> [Texto dado]:
------------------------------------------------------------------------

Antes de cair na cama eu tinha que ter dito que o meu guarda-roupa é a minha caixa de pandora. Lá estavam meus tesouros. As roupas que procurava gostar de usar, apesar de nunca poder ter acesso às modinhas de verdade. Eram muito caras. Mas minhas roupas eram bonitas. Até, vejam só, tenho algumas peças dessa época ainda, e que ainda me servem. As costuradas pela dona Zilda. Que insistência em usar ainda, mas só se ficar bonita. Diferente dessa frase repetitiva que fiz. Na adolescência eu chamaria isso de “ridículo”, um dos sentimentos mais recorrentes entre as paredes branco-gelo de meu quarto. E eram limpas contrastando com a chuva de pensamentos que me assolava. De contornos, os cartazes da Miriam. Mas no meu guarda-roupa tinha também meu porta-jóias. Meus lindos brincos, anéis, colares. Passei quase minha vida toda com alguma correntinha no pescoço e anéis nos dedos. Faz anos que ela é de ouro, e faz três anos que tem um pingente de um menininho de boné contornando meu colo e aquecendo meu coração. Mas minhas jóias de adolescência eram bijouteria, só tinham valor sentimental. Muitas compradas em praia, que na metade do ano já estavam bem feias. Ah, passava o ano esperando as férias dos meus pais, para viajar com eles e meus irmãos pra praia. Então, na minha caixa de pandora tinha também meus biquínis. Antes de me mudar para esse quarto que tinha janela para o bosque, morávamos numa cidade em que nossa casa ficava em frente a um clube de piscina. Vivia preta. Melanina ativada. Tinha algumas roupas de banho que ocuparam ali, algumas das gavetas, numa posição mais aposentada durante todo o ano. Meu guarda-roupa tinha três gavetas grandes, logo atrás do espelho. A arara tinha casacos, vestidos, saias. Nas outras quatro portas não haviam espelhos, mas tinha calceiro. Eu achava isso muito legal, porque no guarda-roupa prensado não tinha lugar para pendurar as calças de forma tão simétrica. Ah, o prensado tinha penteadeira no meio. Na caixa de pandora com espelhos na porta, do lado de fora, eu tinha que fazer minha penteadeira nas prateleiras internas. Então, meu guarda-roupa tinha aquele cheirinho bom de perfume de moça, hidratante para o corpo e sabonete gostoso. Ah, eu me sentia tão bem abrindo aquelas portas. Ele era o dono de uma das paredes.

------------------------------------------------------------------------

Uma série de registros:

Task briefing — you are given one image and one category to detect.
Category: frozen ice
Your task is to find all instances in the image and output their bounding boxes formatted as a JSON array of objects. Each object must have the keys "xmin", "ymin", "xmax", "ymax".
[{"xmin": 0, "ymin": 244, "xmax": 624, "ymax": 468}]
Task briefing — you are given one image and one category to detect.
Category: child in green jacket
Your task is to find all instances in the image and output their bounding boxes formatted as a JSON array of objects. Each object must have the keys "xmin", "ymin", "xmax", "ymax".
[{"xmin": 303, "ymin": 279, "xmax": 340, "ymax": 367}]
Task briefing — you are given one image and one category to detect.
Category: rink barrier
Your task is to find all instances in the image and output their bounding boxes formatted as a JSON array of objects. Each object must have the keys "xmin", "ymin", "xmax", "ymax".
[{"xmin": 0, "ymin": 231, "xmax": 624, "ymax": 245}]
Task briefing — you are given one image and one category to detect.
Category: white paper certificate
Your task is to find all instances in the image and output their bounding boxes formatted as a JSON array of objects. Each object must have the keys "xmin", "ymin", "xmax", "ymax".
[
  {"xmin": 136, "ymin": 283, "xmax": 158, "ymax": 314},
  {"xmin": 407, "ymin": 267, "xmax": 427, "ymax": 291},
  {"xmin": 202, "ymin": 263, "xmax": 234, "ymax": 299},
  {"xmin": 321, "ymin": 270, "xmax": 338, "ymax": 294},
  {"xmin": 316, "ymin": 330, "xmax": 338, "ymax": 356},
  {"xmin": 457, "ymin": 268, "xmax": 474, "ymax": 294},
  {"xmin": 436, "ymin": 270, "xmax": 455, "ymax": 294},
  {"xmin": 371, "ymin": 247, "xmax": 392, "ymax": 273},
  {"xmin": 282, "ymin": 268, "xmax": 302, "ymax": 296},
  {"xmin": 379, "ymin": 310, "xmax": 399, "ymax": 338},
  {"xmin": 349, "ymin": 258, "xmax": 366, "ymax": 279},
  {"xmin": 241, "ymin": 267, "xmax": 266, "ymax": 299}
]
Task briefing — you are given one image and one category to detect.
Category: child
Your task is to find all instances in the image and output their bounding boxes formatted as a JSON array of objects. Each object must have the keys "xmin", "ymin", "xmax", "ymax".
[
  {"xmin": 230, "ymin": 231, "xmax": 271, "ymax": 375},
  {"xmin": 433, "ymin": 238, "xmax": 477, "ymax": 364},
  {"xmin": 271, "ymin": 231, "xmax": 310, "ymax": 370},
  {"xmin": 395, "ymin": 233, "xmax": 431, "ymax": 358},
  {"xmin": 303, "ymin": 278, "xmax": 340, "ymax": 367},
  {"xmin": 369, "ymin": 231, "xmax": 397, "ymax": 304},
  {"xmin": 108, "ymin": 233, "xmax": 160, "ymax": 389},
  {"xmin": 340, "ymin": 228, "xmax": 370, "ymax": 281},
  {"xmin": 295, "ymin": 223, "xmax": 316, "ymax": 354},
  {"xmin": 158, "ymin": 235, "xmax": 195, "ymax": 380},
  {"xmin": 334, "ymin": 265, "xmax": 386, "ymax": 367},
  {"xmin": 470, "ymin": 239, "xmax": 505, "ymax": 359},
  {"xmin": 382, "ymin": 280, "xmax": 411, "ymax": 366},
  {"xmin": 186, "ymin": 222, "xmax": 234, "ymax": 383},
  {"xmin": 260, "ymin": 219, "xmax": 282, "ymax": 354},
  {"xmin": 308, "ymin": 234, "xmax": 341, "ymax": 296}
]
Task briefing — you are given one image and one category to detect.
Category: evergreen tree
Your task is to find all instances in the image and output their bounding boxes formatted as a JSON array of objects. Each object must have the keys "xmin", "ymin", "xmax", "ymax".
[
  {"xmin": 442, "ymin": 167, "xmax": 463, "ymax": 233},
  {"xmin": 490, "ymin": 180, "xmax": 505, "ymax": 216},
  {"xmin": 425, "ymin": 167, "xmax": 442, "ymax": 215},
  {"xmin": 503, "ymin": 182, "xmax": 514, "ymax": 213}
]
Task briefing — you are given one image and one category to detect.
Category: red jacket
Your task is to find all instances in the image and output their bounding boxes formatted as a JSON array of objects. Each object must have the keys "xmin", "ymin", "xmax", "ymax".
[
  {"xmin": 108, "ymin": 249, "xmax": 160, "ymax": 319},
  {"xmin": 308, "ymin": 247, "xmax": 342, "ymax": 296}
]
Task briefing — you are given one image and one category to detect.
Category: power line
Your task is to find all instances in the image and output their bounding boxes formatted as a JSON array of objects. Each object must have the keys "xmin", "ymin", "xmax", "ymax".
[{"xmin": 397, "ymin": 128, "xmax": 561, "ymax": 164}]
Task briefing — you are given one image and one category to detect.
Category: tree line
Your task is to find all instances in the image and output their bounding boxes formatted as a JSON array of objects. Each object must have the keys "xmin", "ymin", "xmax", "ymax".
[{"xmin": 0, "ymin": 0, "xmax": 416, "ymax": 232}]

------------------------------------------------------------------------

> [Exercício 1]: No texto sobre o guarda-roupa, quantas gavetas grandes ficavam logo atrás do espelho?
> [Exercício 2]: Resuma o texto sobre o guarda-roupa em duas frases.
> [Exercício 3]: Escreva o que vem depois no texto sobre o guarda-roupa, seguindo a partir da última frase.
Os registros não têm nenhuma ligação com o texto.

> [Resposta esperada 1]: Três gavetas grandes.

> [Resposta esperada 2]: O texto descreve o guarda-roupa da adolescência como uma caixa de pandora, onde ficavam roupas (algumas costuradas pela dona Zilda), bijuterias compradas na praia e biquínis. Conta também que ele tinha três gavetas grandes atrás do espelho, arara e calceiro, e lembra o cheirinho bom de perfume, hidratante e sabonete que havia lá dentro.

> [Resposta esperada 3]:
Nossa, descrever meu quarto é uma tarefa meio cansativa. Na outra parede, ao lado da mesa do meu bisavô que abrigava a caixa de tintas - e velha Olivetti que vez em sempre ocupava o centro da mesa, das lições de datilografia ao meu primeiro romance escrito – tinha uma estante de aço, singelamente pintada de azul bebe que abrigava todos os meus livros, cadernos, revistas Claudia, badulaques e tranqueiras dessa fase tão bagunçada da vida. Na primeira prateleira de baixo ficavam os calçados. Depois vinham as revistas que comecei devorar muito cedo, e uma sequencia de enfeites mimosos.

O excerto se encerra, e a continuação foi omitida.